## ASSIGNMENT 1
Decide whether each statement below agrees with the Wikantik excerpt, answering yes or no and quoting the exact words of the excerpt that settle it. (a) Content counts as stale when it is more than 180 days old without re-verification. (b) The `verified_by` field holds an ISO-8601 timestamp. (c) Page authors write agent hints in an `agent_hints:` frontmatter block.
## ASSIGNMENT 2
According to the Wikantik excerpt, what bonus do verified-authoritative pages receive when `prefer_pages` is ranked?

III. Verification Metadata (The Confidence Protocol)
Agents need to know the *provenance* and *freshness* of information. Wikantik uses the following fields to track verification:
* **`verified_at`**: ISO-8601 timestamp of the last manual audit.
* **`verified_by`**: The login name of the human verifier.
* **`confidence`**: `authoritative | provisional | stale`.
* *Authoritative:* Verified by a trusted expert within the last 90 days.
* *Provisional:* High-quality but requires final audit.
* *Stale:* Content is >180 days old without a re-verification.
IV. Design for RAG (Retrieval-Augmented Generation)
To be "RAG-ready," content must be optimized for chunking and embedding.
A. High-Density Headers
Use descriptive, noun-heavy headers (e.g., "II. The Multivariable Calculus of Backpropagation" instead of "How it works"). This provides clear semantic signals to the embedding model.
B. Explicit Citations
When referencing other pages, use the format `[LinkText](PageName)`. For external authoritative sources, provide full URLs and context. Agents use these links to build the "Knowledge Graph" during traversal.
C. The `runbook` Page Type
Runbooks are a specialized type for procedural content. They must include a `runbook:` block in the frontmatter:
* `when_to_use`: Specific triggers for the procedure.
* `steps`: An ordered list of atomic actions.
* `pitfalls`: Common failure modes and mitigations.
V. Verification Workflow
Before a page is considered "Agent-Grade," it must pass the following check:
1. **Syntactic Check:** Valid YAML and CommonMark.
2. **Semantic Check:** Summary matches body content; tags are relevant.
3. **Identity Check:** `canonical_id` is present and unique.
4. **Audit:** Use the `mark_page_verified` tool to stamp the metadata.
Phase 7 — Derived agent hints + agent batch reads (2026-05-10)
Tuning of the agent surface based on external-agent feedback (Gemini's report on the discovery → action gap and per-page read tax). Four deliverables landed in one spec:
1. **Derived `agent_hints` on `/for-agent`** — new projection field with `prefer_tools` (ranked from `McpToolHintsResolver` across the page + cluster hub) and `prefer_pages` (cluster hub + intra-cluster wikilink centrality, with a 1.5× bonus for verified-authoritative pages). Computed at projection time by `AgentHintsDeriver` — zero author burden. The original temptation was an authored `agent_hints:` frontmatter block (mirroring `runbook:`), but author burden was judged too high for adoption.

## INFORMATION GIVEN
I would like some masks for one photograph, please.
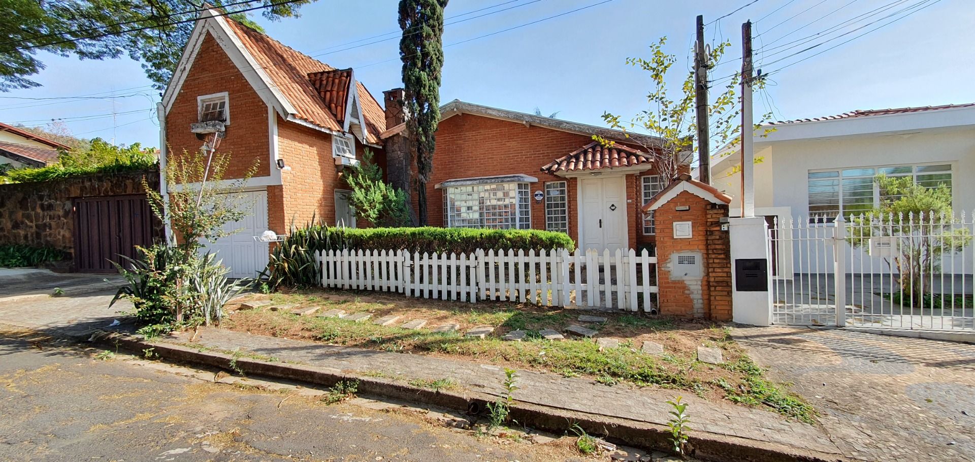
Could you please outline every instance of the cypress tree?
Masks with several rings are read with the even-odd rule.
[[[427,225],[426,183],[433,172],[434,133],[440,123],[440,82],[444,67],[444,8],[448,0],[400,0],[400,58],[406,89],[407,129],[416,159],[419,221]]]

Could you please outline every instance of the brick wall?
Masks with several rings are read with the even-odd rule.
[[[706,259],[703,278],[698,280],[672,275],[672,265],[675,263],[674,252],[697,252],[701,258],[706,255],[708,204],[708,201],[684,191],[656,210],[657,286],[661,314],[695,318],[705,316],[707,300],[710,299]],[[682,206],[689,210],[678,212],[677,208]],[[692,222],[690,239],[674,238],[675,221]]]
[[[149,187],[159,188],[158,171],[0,184],[0,244],[53,247],[73,253],[72,200],[143,194],[143,176]],[[159,223],[155,235],[162,234]]]
[[[728,232],[722,230],[727,216],[727,205],[708,204],[705,257],[710,295],[708,318],[715,321],[731,321],[731,241]]]
[[[687,207],[686,211],[678,211]],[[726,205],[683,191],[656,210],[657,285],[661,314],[731,319],[731,260],[728,232],[722,230]],[[674,222],[690,221],[689,239],[674,238]],[[726,222],[726,221],[724,221]],[[701,258],[701,279],[674,271],[675,252],[692,252]]]
[[[242,177],[255,162],[254,176],[267,176],[271,169],[267,105],[209,34],[166,116],[168,158],[176,158],[183,150],[200,149],[203,141],[189,130],[190,124],[198,122],[196,97],[221,92],[229,94],[230,125],[218,152],[230,154],[232,159],[224,177]]]
[[[576,180],[543,173],[542,166],[592,142],[589,135],[543,127],[459,114],[441,122],[437,130],[434,169],[427,183],[429,222],[444,226],[444,195],[434,185],[448,179],[523,173],[538,178],[531,192],[544,191],[547,181],[566,181],[568,235],[578,241]],[[638,146],[639,147],[639,146]],[[637,175],[626,175],[630,247],[652,242],[643,235],[641,192]],[[414,195],[415,197],[415,195]],[[531,199],[531,227],[545,229],[545,202]]]

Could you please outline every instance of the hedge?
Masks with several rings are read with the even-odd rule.
[[[375,250],[410,252],[472,253],[478,249],[542,250],[575,249],[565,233],[535,229],[461,228],[335,228],[306,225],[274,247],[267,269],[261,274],[272,289],[317,286],[317,250]],[[309,251],[311,250],[311,251]]]
[[[566,233],[537,229],[466,229],[466,228],[336,228],[313,227],[310,246],[313,250],[385,250],[419,252],[472,253],[478,249],[541,250],[575,249]]]

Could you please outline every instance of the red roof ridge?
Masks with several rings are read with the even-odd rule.
[[[4,124],[3,122],[0,122],[0,132],[10,132],[12,134],[17,134],[27,139],[47,144],[56,149],[64,149],[64,150],[71,149],[71,146],[68,146],[66,144],[62,144],[58,141],[55,141],[54,139],[41,136],[40,135],[28,132],[21,128],[14,127],[13,125],[10,124]]]

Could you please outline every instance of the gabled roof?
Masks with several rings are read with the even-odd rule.
[[[46,138],[44,136],[41,136],[40,135],[32,134],[30,132],[27,132],[26,130],[23,130],[23,129],[20,129],[20,128],[18,128],[18,127],[14,127],[13,125],[4,124],[3,122],[0,122],[0,132],[9,132],[9,133],[17,135],[18,136],[20,136],[20,137],[23,137],[23,138],[26,138],[26,139],[30,139],[32,141],[37,141],[37,142],[40,142],[40,143],[47,144],[48,146],[51,146],[51,147],[53,147],[55,149],[64,149],[64,150],[67,150],[67,149],[71,148],[70,146],[66,146],[66,145],[61,144],[61,143],[59,143],[58,141],[55,141],[54,139]],[[57,157],[56,157],[56,160],[57,160]]]
[[[677,197],[683,191],[687,191],[712,204],[730,204],[731,196],[718,190],[718,188],[702,183],[687,173],[681,173],[677,179],[671,181],[662,191],[650,198],[649,202],[644,205],[644,213],[652,212],[667,204],[668,201]]]
[[[909,114],[912,112],[937,111],[942,109],[954,109],[958,107],[975,107],[975,102],[963,104],[942,104],[940,106],[917,106],[917,107],[896,107],[890,109],[857,109],[855,111],[843,112],[832,116],[813,117],[810,119],[793,119],[769,122],[766,125],[799,124],[801,122],[821,122],[824,120],[852,119],[854,117],[870,117],[889,114]]]
[[[593,141],[548,163],[541,168],[541,171],[554,174],[560,172],[597,171],[644,164],[649,168],[651,163],[650,156],[630,146],[622,144],[604,146],[599,141]]]
[[[646,146],[658,146],[664,143],[663,139],[657,136],[650,136],[648,135],[624,133],[619,130],[611,130],[604,127],[597,127],[595,125],[580,124],[578,122],[553,119],[551,117],[537,116],[534,114],[510,111],[507,109],[498,109],[496,107],[461,101],[460,99],[454,99],[440,106],[440,113],[442,115],[442,120],[449,119],[457,114],[475,114],[493,119],[518,122],[526,126],[535,125],[538,127],[545,127],[561,132],[569,132],[588,135],[598,135],[604,138],[611,139],[613,141],[637,142]]]
[[[44,167],[58,162],[58,150],[0,141],[0,156],[31,167]]]
[[[348,130],[344,124],[346,113],[332,112],[309,79],[309,75],[334,71],[334,67],[221,16],[219,10],[206,10],[200,14],[200,19],[163,96],[167,111],[189,72],[196,51],[204,37],[211,34],[261,98],[284,119],[332,134]],[[351,70],[349,73],[349,81],[355,81]],[[380,144],[379,134],[386,130],[386,119],[379,103],[359,82],[354,89],[346,85],[345,96],[350,94],[356,96],[362,108],[366,142]],[[351,96],[347,100],[351,100]],[[341,107],[347,108],[348,104],[344,102]]]

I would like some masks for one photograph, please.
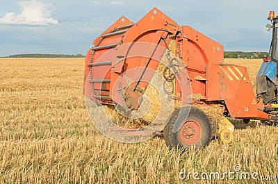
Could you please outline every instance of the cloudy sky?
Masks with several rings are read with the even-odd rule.
[[[138,21],[157,7],[226,51],[268,51],[265,31],[277,0],[0,0],[0,56],[17,53],[85,54],[120,16]]]

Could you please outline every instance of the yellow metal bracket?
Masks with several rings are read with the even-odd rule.
[[[224,117],[222,117],[222,118],[219,121],[218,125],[218,134],[220,140],[225,144],[229,144],[231,142],[234,138],[234,125],[231,123],[230,121],[229,121],[228,119]]]

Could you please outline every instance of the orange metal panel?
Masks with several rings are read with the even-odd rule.
[[[223,100],[233,117],[268,118],[258,109],[247,69],[229,64],[208,64],[208,101]]]

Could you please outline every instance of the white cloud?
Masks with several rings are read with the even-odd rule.
[[[37,0],[18,2],[22,8],[21,14],[8,12],[0,18],[0,24],[24,24],[31,26],[47,26],[58,24],[58,20],[51,18],[49,5]]]
[[[124,4],[124,2],[122,2],[122,1],[102,1],[101,2],[99,1],[90,1],[90,3],[94,3],[96,5],[99,5],[101,3],[108,4],[108,5]]]
[[[100,3],[100,1],[90,1],[90,3],[95,3],[95,4],[99,4],[99,3]]]

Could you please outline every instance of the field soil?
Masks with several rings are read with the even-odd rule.
[[[1,183],[277,183],[277,126],[243,126],[231,144],[197,152],[169,150],[161,135],[106,137],[87,112],[84,61],[0,58]],[[255,84],[261,60],[225,62],[246,66]]]

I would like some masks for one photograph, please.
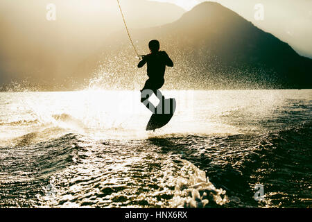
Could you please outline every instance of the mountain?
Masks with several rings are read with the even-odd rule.
[[[171,24],[132,33],[141,53],[147,53],[148,41],[156,38],[171,56],[175,65],[168,69],[166,88],[312,87],[312,60],[217,3],[200,3]],[[103,50],[101,68],[94,73],[102,85],[143,85],[144,71],[136,68],[126,35],[115,33],[107,44],[110,51]]]
[[[130,28],[163,25],[185,12],[168,3],[119,1]],[[46,19],[49,3],[55,6],[55,21]],[[123,28],[116,0],[1,0],[0,87],[27,78],[34,85],[65,87],[61,85],[73,79],[77,65]]]

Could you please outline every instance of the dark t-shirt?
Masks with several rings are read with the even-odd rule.
[[[147,63],[147,74],[150,78],[164,78],[166,66],[173,66],[173,61],[164,51],[144,56],[139,67],[142,67],[145,63]]]

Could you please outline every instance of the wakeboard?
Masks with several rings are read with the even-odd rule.
[[[169,105],[170,104],[170,105]],[[146,131],[154,130],[166,126],[173,117],[177,103],[175,99],[162,99],[155,108],[146,126]]]

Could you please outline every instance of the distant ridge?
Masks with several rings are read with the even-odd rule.
[[[300,56],[287,43],[218,3],[202,3],[176,22],[133,33],[142,51],[148,51],[149,40],[157,38],[172,55],[175,67],[166,76],[168,88],[312,87],[311,59]],[[123,42],[119,43],[121,47],[111,48],[116,49],[114,54],[123,51],[116,60],[135,63],[133,52],[121,35],[112,37],[116,42],[112,45]],[[125,48],[129,50],[127,53]],[[105,59],[103,66],[110,66]],[[123,79],[127,70],[135,72],[131,64],[123,68],[115,76]]]

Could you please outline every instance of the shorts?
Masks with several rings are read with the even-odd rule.
[[[153,92],[156,94],[156,91],[159,89],[160,89],[164,83],[164,78],[149,78],[146,80],[145,83],[144,87],[143,87],[142,92],[144,89],[152,89]]]

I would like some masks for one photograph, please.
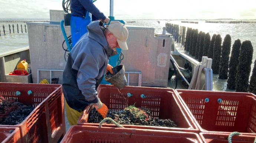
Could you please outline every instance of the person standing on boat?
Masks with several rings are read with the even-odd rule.
[[[62,75],[63,93],[69,124],[77,124],[85,107],[93,105],[103,118],[108,108],[98,98],[96,89],[106,70],[113,73],[108,64],[116,48],[128,50],[128,31],[124,25],[112,21],[106,29],[100,21],[92,22],[88,32],[72,49]]]
[[[72,46],[87,32],[86,27],[92,22],[92,14],[96,20],[108,23],[109,19],[101,12],[92,3],[92,0],[72,0],[71,2]]]

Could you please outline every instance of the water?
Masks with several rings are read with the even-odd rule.
[[[253,47],[253,56],[251,70],[254,66],[254,62],[256,59],[256,24],[227,24],[205,23],[204,21],[198,21],[198,24],[181,23],[180,21],[159,20],[134,20],[135,23],[127,24],[128,25],[140,26],[155,28],[155,32],[161,33],[163,27],[165,26],[166,22],[179,24],[180,26],[188,27],[193,28],[197,29],[199,31],[202,31],[206,33],[209,32],[211,37],[213,34],[220,34],[221,36],[222,42],[226,34],[230,35],[232,38],[232,45],[235,40],[239,38],[241,42],[246,40],[251,41]],[[24,27],[23,23],[18,23],[20,33],[17,32],[17,23],[14,25],[14,34],[12,33],[12,27],[11,27],[12,34],[9,33],[8,24],[9,24],[0,23],[0,30],[1,36],[0,36],[0,53],[16,49],[26,47],[29,46],[27,33],[24,32]],[[3,24],[4,25],[6,35],[3,35]],[[12,25],[12,23],[11,25]],[[21,33],[20,24],[22,24],[23,33]],[[180,44],[176,43],[175,46],[181,52],[185,52]],[[231,52],[230,52],[231,53]],[[252,73],[251,73],[251,74]],[[218,75],[214,75],[213,90],[215,91],[230,91],[227,89],[227,80],[220,80],[218,78]]]
[[[234,41],[239,39],[242,42],[246,40],[250,40],[253,47],[253,53],[252,63],[251,65],[251,70],[254,66],[254,61],[256,59],[256,24],[227,24],[206,23],[204,21],[193,21],[198,22],[198,24],[181,23],[181,21],[159,21],[158,24],[157,20],[152,21],[135,21],[135,23],[128,24],[128,25],[142,26],[150,27],[154,28],[155,33],[161,33],[163,31],[163,27],[165,26],[166,22],[178,24],[180,26],[189,27],[194,29],[197,29],[198,32],[201,31],[206,34],[209,32],[211,36],[214,34],[220,34],[222,39],[222,42],[224,39],[225,36],[227,34],[229,34],[231,36],[232,46]],[[183,50],[184,48],[181,47],[180,44],[175,43],[175,46],[179,51],[185,53]],[[230,54],[231,54],[230,52]],[[250,77],[252,72],[251,72]],[[214,91],[233,91],[227,88],[227,80],[219,79],[219,75],[214,74],[213,76],[213,88]]]
[[[17,24],[19,25],[19,33],[17,32]],[[14,25],[14,33],[13,33],[13,24]],[[6,35],[5,36],[4,35],[3,24],[5,27]],[[11,25],[11,34],[10,33],[8,24]],[[20,24],[22,25],[23,33],[22,33]],[[26,24],[26,23],[0,23],[0,30],[1,35],[1,36],[0,36],[0,53],[16,49],[29,46],[27,33],[25,32],[24,24]],[[27,32],[27,27],[26,28]]]

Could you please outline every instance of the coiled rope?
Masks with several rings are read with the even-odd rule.
[[[231,140],[232,139],[232,137],[235,135],[242,135],[242,134],[241,134],[241,133],[237,132],[233,132],[233,133],[230,133],[229,135],[229,137],[228,138],[228,141],[229,141],[229,143],[232,143],[232,141]]]
[[[116,122],[115,121],[114,121],[113,119],[112,119],[110,118],[106,118],[105,119],[104,119],[103,120],[102,120],[102,121],[101,122],[99,123],[99,128],[101,128],[101,126],[102,126],[103,123],[104,123],[105,122],[106,122],[107,121],[109,121],[111,122],[112,122],[112,123],[115,124],[115,125],[116,126],[117,126],[118,127],[124,128],[122,126],[118,124],[118,123],[116,123]]]

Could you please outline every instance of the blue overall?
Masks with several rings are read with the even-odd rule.
[[[92,22],[92,14],[88,11],[86,13],[85,18],[71,15],[70,26],[72,46],[73,47],[80,38],[87,32],[86,27]]]

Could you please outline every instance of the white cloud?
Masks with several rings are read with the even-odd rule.
[[[116,19],[256,19],[254,0],[115,0]],[[109,15],[108,0],[94,4]],[[49,10],[62,10],[62,0],[0,0],[0,18],[49,18]]]

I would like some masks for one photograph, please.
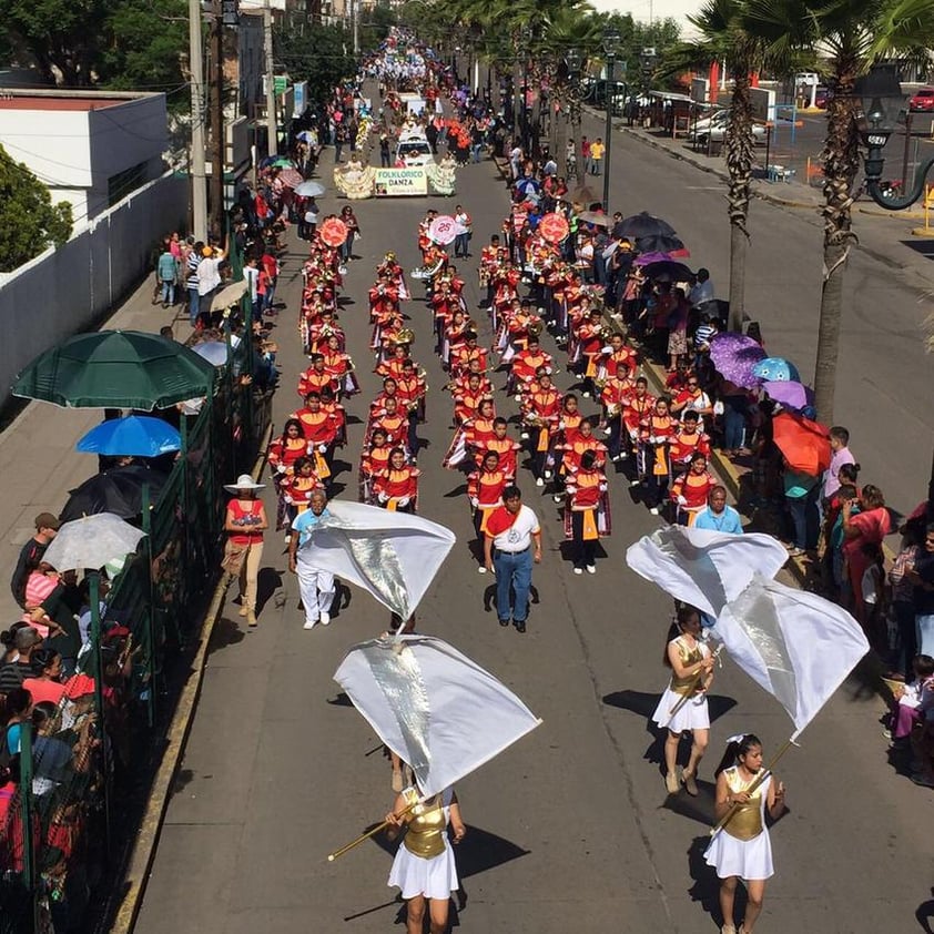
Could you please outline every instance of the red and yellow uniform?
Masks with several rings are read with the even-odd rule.
[[[398,468],[389,465],[374,477],[373,491],[389,510],[414,509],[418,496],[418,468],[409,464]]]

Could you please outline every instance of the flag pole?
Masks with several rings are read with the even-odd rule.
[[[791,749],[792,747],[792,738],[785,740],[785,742],[779,748],[779,751],[772,757],[772,761],[762,770],[760,770],[759,774],[755,776],[753,783],[747,789],[750,794],[754,794],[757,789],[772,774],[772,770],[775,768],[775,763]],[[727,824],[733,819],[737,813],[737,809],[740,805],[733,802],[730,805],[730,810],[720,819],[717,823],[717,826],[712,826],[710,829],[710,835],[717,836],[721,830],[723,830]],[[328,857],[329,859],[329,857]]]
[[[394,816],[396,819],[404,818],[416,804],[420,803],[420,799],[413,801],[412,804],[408,805],[404,811],[399,811],[398,814]],[[333,853],[327,854],[327,862],[333,863],[338,856],[343,856],[349,850],[353,850],[354,846],[359,846],[365,840],[369,840],[370,836],[376,836],[377,833],[380,831],[386,830],[387,826],[390,825],[389,821],[383,821],[382,824],[377,824],[373,830],[368,830],[366,833],[361,834],[356,840],[352,840],[349,843],[342,846],[339,850],[335,850]]]
[[[717,651],[715,651],[715,652],[713,652],[713,658],[714,658],[714,659],[720,658],[720,652],[721,652],[722,650],[723,650],[723,643],[721,642],[721,643],[718,646]],[[674,714],[676,714],[676,713],[678,713],[678,711],[679,711],[679,710],[680,710],[680,709],[681,709],[681,708],[682,708],[682,707],[683,707],[683,705],[684,705],[684,704],[686,704],[689,700],[693,700],[693,698],[699,697],[699,694],[696,694],[696,693],[694,693],[694,688],[697,688],[697,687],[698,687],[698,684],[700,684],[700,683],[701,683],[701,681],[703,681],[703,677],[704,677],[704,676],[703,676],[703,671],[699,671],[699,672],[698,672],[698,673],[697,673],[697,674],[696,674],[696,676],[691,679],[691,683],[688,686],[688,693],[687,693],[687,694],[683,694],[683,696],[681,697],[681,699],[678,701],[678,703],[676,703],[676,704],[674,704],[674,707],[672,707],[672,708],[671,708],[671,710],[668,712],[668,722],[669,722],[669,723],[670,723],[670,722],[674,719]]]

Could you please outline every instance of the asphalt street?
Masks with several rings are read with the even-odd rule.
[[[710,176],[637,143],[615,142],[613,206],[668,217],[694,261],[708,265],[725,291],[725,209],[722,193],[705,187]],[[326,175],[328,163],[329,154]],[[491,163],[463,170],[456,201],[473,214],[478,256],[507,211]],[[415,268],[418,220],[427,207],[451,210],[454,202],[355,205],[363,240],[341,318],[363,384],[363,394],[348,403],[358,419],[377,390],[367,352],[366,290],[374,268],[387,250]],[[338,206],[322,200],[325,211]],[[820,295],[820,231],[758,204],[752,225],[750,306],[762,319],[769,349],[788,353],[806,370]],[[276,327],[280,426],[298,404],[294,386],[307,365],[296,327],[302,258],[293,241],[280,284],[287,309]],[[479,297],[476,263],[463,264],[471,309]],[[853,265],[840,417],[854,429],[866,478],[899,489],[907,500],[910,484],[920,491],[927,464],[927,456],[915,464],[912,455],[920,446],[930,453],[932,425],[930,394],[918,392],[930,386],[930,363],[915,333],[920,312],[907,292],[874,281],[877,271],[864,260]],[[715,719],[701,795],[666,796],[661,743],[648,718],[667,679],[661,657],[671,605],[626,568],[627,546],[658,519],[632,502],[623,477],[611,485],[607,557],[596,577],[575,577],[561,554],[556,507],[520,470],[526,501],[542,522],[545,558],[534,575],[528,633],[497,625],[489,606],[493,580],[477,573],[468,549],[473,530],[461,475],[440,468],[451,406],[439,389],[446,377],[430,351],[430,315],[414,285],[406,306],[417,335],[414,356],[432,387],[420,432],[420,512],[458,537],[422,603],[419,630],[453,642],[544,719],[458,788],[469,826],[459,853],[466,894],[459,925],[510,934],[712,932],[720,923],[717,883],[701,854],[712,823],[713,768],[729,735],[754,731],[768,753],[790,735],[790,721],[727,661],[712,690]],[[489,342],[486,316],[475,312],[475,317]],[[550,341],[548,349],[554,352]],[[572,380],[562,373],[558,382],[566,388]],[[497,403],[514,412],[501,392]],[[338,479],[348,498],[356,498],[362,432],[362,422],[351,426],[341,457]],[[327,629],[304,631],[297,583],[273,532],[266,537],[261,595],[255,630],[246,630],[230,602],[216,627],[138,934],[370,934],[392,930],[396,921],[384,846],[367,842],[326,862],[328,852],[380,820],[393,801],[388,763],[378,753],[366,755],[376,744],[373,731],[332,681],[347,648],[384,630],[388,613],[362,592],[345,591]],[[781,762],[790,812],[772,831],[776,875],[759,934],[911,931],[915,912],[931,906],[931,792],[893,772],[877,724],[881,709],[873,691],[851,679],[804,733],[801,748]]]

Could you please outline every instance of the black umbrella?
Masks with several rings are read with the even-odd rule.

## ANSWER BOX 1
(a) Yes: "Content is >180 days old without a re-verification."
(b) No: "The login name of the human verifier."
(c) No: "Computed at projection time by `AgentHintsDeriver` — zero author burden."

## ANSWER BOX 2
A 1.5× bonus.